引用原文:
- - - - - - -
人保假黄金案:谨慎悲观,输或是为了更好的“赢”

程序正义的价值在于保障实体正义的实现

这通常被称之为“看得见的正义”。

 

10月12日,人保假黄金一案终审裁定在部分媒体的助推下瞬间成为行业难得的爆点新闻,一度被“人保赔偿长安信托8.2亿元”等标题刷屏。

 

很快,人保以《辟谣,长安信托涉金凰案,法院并未判定保险公司承担赔偿责任》一篇新闻通稿予以回应,称相关报道为媒体对判决裁定书的误读。法院目前仅就案件管辖做出二审程序性裁定,并未开始案件实体争议的审理,也未做出生效判决。

 

2020年初,长安信托向西安中院起诉,要求人保财险向其赔偿8.2亿余元。收到应诉通知书后,人保财险依法向法院提出了管辖权异议。之后,西安中院驳回了人保财险提出的异议申请。

 

从司法裁决的事实来看,人保确实输了,只是输的是诉讼程序异议,但某种程度上,这一纸裁定或许是人保最期待的成果之一,毕竟,成熟的诉讼策略不过如此。

 

 

陕西高院裁定书显示

 

人保主张将案件移送湖北省高级人民法院审理,上诉的事实与理由有四:

 

(一)长安信托不享有诉权,一审法院应裁定驳回长安信托的起诉;

(二)本案为财产保险合同纠纷而非担保合同纠纷;

(三)约定管辖不应逾越法定管辖;

(四)否认长安信托为保险合同合格受益人。
- - - - - - -
原始数据:
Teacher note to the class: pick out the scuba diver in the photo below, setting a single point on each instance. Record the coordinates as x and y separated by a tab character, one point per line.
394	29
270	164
- - - - - - -
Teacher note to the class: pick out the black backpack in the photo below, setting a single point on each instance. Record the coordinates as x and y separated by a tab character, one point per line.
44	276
- - - - - - -
布置任务: 从关于人保假黄金案的引文中原样摘出一段：从“程序正义的价值在于保障实体正义的实现”起，一直到“议的审理,也未做出生效判决。”为止。

本题解答:
程序正义的价值在于保障实体正义的实现

这通常被称之为“看得见的正义”。

 

10月12日,人保假黄金一案终审裁定在部分媒体的助推下瞬间成为行业难得的爆点新闻,一度被“人保赔偿长安信托8.2亿元”等标题刷屏。

 

很快,人保以《辟谣,长安信托涉金凰案,法院并未判定保险公司承担赔偿责任》一篇新闻通稿予以回应,称相关报道为媒体对判决裁定书的误读。法院目前仅就案件管辖做出二审程序性裁定,并未开始案件实体争议的审理,也未做出生效判决。